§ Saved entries

.....

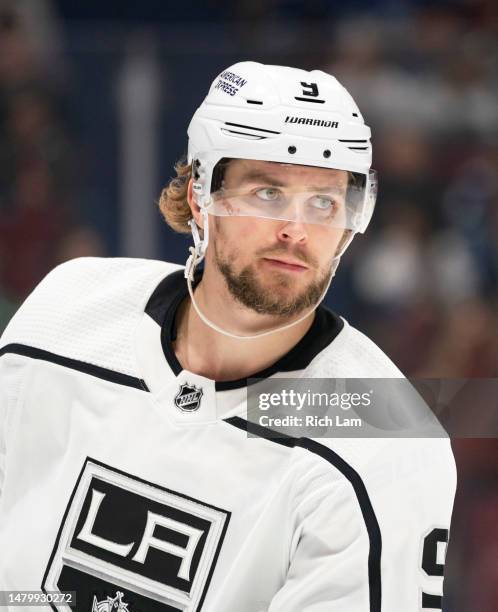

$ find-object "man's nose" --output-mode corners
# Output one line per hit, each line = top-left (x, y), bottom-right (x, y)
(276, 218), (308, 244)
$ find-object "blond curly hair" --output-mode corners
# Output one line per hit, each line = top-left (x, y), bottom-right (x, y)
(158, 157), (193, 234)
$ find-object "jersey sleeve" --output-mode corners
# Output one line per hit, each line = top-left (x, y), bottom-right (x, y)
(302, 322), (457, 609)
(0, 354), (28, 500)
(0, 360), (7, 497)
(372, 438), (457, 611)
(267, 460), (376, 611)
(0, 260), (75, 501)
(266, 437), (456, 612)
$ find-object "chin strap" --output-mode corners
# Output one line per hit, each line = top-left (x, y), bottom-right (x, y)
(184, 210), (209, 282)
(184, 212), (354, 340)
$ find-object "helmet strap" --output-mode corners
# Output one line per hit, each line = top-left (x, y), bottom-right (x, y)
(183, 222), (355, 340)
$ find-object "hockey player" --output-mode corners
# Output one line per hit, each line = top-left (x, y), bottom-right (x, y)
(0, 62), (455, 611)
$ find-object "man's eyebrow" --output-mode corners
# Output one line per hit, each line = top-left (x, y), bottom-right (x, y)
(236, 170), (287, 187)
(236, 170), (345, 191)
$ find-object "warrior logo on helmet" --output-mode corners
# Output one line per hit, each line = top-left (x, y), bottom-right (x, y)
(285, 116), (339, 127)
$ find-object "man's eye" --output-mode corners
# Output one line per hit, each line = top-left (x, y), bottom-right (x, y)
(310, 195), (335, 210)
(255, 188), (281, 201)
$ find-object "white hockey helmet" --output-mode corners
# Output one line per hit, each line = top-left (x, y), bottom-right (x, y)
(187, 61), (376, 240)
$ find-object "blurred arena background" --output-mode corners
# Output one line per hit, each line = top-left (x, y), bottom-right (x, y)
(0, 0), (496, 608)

.....

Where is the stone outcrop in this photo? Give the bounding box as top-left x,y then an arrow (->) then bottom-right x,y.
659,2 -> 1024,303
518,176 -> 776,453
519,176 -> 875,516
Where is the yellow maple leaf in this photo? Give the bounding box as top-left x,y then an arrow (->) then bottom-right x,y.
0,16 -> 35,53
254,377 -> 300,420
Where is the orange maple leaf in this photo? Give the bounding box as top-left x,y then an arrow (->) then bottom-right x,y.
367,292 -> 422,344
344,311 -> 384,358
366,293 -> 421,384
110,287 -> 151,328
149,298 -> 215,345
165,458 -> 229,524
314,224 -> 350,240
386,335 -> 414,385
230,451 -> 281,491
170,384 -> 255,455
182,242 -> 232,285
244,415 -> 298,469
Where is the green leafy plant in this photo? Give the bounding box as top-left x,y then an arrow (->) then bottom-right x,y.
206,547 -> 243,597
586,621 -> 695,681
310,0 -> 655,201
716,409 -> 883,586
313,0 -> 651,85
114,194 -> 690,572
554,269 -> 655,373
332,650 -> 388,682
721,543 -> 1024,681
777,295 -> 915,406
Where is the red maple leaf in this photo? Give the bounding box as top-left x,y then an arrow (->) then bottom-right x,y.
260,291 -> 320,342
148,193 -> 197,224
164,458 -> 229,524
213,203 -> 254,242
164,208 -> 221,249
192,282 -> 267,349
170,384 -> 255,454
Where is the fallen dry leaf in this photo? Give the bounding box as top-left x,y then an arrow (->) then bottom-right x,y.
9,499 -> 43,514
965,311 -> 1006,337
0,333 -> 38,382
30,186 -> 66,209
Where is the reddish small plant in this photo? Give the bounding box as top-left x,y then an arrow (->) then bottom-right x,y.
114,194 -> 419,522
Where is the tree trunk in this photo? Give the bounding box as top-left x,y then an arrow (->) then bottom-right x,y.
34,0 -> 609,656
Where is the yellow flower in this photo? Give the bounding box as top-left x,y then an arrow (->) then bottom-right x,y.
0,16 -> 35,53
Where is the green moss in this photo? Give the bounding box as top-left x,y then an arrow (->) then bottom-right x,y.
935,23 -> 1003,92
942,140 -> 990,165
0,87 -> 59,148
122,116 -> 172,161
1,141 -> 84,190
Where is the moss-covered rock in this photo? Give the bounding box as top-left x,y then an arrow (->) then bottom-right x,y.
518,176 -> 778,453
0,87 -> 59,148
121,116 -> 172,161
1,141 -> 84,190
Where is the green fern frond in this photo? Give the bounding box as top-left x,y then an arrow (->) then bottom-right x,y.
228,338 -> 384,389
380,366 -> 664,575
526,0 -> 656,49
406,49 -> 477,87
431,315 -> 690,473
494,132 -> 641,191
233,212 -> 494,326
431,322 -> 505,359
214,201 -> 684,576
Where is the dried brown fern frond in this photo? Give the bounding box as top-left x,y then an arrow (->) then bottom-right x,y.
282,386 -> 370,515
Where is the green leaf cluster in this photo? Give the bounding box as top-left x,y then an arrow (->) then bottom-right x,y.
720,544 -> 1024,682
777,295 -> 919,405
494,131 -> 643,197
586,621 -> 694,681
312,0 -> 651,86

.....

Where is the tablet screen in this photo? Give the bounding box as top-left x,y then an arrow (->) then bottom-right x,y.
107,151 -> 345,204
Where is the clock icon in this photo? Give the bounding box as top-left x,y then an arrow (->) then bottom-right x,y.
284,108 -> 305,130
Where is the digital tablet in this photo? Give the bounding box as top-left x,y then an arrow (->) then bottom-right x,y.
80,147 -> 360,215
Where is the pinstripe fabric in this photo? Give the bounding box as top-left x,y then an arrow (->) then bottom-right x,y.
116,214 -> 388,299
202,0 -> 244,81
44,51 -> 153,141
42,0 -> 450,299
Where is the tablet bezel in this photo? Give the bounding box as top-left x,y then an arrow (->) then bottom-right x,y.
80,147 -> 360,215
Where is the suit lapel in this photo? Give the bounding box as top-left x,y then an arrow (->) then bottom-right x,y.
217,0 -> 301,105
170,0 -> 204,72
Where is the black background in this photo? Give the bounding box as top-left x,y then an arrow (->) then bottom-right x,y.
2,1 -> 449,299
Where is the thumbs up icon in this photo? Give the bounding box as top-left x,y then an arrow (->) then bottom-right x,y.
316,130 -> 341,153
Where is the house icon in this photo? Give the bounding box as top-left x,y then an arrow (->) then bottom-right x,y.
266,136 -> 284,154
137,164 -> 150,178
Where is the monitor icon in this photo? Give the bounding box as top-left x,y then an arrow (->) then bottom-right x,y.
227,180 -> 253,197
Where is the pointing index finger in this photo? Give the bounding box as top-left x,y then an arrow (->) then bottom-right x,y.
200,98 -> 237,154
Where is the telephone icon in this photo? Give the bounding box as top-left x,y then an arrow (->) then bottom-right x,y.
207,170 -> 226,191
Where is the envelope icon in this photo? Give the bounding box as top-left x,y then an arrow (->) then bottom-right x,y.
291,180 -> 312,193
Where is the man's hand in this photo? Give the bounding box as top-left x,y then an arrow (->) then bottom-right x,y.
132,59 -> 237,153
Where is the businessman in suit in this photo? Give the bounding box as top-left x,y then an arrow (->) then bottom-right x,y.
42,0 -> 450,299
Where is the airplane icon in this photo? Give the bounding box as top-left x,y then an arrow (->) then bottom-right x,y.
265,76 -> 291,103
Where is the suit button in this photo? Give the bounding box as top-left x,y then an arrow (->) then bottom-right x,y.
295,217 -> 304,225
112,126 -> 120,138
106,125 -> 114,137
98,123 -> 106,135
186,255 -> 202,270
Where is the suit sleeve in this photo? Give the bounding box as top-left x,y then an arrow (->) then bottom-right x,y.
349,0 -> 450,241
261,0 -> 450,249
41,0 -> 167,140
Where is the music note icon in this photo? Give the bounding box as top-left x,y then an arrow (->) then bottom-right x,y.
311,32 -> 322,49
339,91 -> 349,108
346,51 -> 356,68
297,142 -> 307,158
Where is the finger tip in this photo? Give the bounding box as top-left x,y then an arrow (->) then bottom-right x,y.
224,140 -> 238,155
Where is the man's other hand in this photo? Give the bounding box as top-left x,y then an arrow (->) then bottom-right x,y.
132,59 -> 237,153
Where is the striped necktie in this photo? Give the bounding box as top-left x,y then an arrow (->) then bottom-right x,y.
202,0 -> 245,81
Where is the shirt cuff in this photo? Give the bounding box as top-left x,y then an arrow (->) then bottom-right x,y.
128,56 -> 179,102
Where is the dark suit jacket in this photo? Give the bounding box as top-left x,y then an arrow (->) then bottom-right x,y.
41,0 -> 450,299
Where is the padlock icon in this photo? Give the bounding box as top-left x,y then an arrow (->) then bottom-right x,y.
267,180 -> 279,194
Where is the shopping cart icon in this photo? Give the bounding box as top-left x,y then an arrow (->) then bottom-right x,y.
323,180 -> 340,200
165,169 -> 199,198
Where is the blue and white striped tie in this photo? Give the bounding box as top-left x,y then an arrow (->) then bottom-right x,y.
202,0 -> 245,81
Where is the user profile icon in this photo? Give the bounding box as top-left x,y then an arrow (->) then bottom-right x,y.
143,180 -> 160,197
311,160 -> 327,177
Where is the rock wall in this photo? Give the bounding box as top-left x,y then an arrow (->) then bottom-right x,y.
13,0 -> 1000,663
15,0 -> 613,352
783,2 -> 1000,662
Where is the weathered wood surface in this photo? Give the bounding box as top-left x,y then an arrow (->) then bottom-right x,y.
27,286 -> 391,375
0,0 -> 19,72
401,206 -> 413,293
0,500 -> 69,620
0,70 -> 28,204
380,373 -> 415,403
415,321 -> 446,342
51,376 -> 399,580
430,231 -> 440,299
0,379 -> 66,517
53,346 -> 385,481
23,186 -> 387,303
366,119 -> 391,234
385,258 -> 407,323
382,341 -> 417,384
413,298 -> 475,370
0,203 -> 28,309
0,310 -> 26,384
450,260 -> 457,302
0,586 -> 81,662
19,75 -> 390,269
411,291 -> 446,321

.....

§ Task description
Which lines of the records above hold the word "strap"? Copy each one out.

§ Task solution
$ find-object "chin strap" --output-mode corners
$ find-object "helmet strap" --output-mode corners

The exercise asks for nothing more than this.